DIRECTIONS: Render every line of the entries below as a JSON list of strings, with one string per line and blank lines omitted.

Location identification items:
******

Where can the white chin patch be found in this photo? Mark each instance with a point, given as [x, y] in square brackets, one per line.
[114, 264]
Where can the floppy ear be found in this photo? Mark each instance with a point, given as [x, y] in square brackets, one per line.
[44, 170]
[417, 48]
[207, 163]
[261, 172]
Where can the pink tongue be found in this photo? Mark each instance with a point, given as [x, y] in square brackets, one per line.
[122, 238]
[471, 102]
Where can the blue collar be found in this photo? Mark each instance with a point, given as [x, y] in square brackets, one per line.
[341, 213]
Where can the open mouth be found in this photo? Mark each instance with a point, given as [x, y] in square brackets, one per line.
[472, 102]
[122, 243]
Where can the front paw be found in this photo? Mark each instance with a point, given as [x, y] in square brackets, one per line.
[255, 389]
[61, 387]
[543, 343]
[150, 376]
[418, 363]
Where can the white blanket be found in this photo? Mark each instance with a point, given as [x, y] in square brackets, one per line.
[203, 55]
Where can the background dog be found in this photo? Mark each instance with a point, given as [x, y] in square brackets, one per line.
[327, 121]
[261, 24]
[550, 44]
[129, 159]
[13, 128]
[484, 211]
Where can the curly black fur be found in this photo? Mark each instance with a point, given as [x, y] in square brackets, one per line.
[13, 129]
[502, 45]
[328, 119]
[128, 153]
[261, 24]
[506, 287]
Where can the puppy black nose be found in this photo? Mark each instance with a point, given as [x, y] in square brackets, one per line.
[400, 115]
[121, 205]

******

THE ANSWER:
[
  "Where can the white chin patch be found in this photo? Mark each instance with a point, given as [x, y] in square brackets, one per line.",
  "[114, 264]",
  "Where can the floppy ear be found in this photo? Mark each instance with a point, given as [x, y] in square brackets, one per line.",
  "[44, 170]",
  "[417, 48]",
  "[207, 163]",
  "[261, 172]",
  "Where can the pink tongue be found in this photo? Mark each instance with a point, given as [x, y] in square brackets, one per line.",
  "[122, 238]",
  "[471, 102]",
  "Where can the blue collar be found in this photo? Mark each instance with a point, given as [x, y] in square brackets, one per line.",
  "[341, 213]",
  "Where can the open mouth be found in this photo? Mark each instance with a point, given as [x, y] in square brackets, one per line.",
  "[472, 102]",
  "[122, 243]",
  "Where can the front paw be found in this photo? Mark each instance with a point, given as [x, y] in square brackets, one per line.",
  "[255, 389]",
  "[61, 387]",
  "[543, 343]",
  "[150, 376]",
  "[418, 363]",
  "Where can the white blanket be found in this photo? Mark each instance with a point, given as [x, y] in square brackets, one per line.",
  "[203, 55]",
  "Where can the background dog be found in this photo? Mark each instance with a point, given as [x, y] in square brackets, one per line.",
  "[327, 121]",
  "[261, 24]",
  "[550, 44]",
  "[129, 159]",
  "[13, 128]",
  "[484, 211]",
  "Where can the curly black fur be found in this photo? Mark each instance with a point, given as [x, y] in square brackets, one per line.",
  "[13, 129]",
  "[502, 45]",
  "[328, 119]",
  "[128, 153]",
  "[261, 24]",
  "[506, 287]",
  "Where can the puppy black nose be found in this photo? Mark each instance with a point, given as [x, y] in square brackets, one per line.",
  "[400, 115]",
  "[121, 205]"
]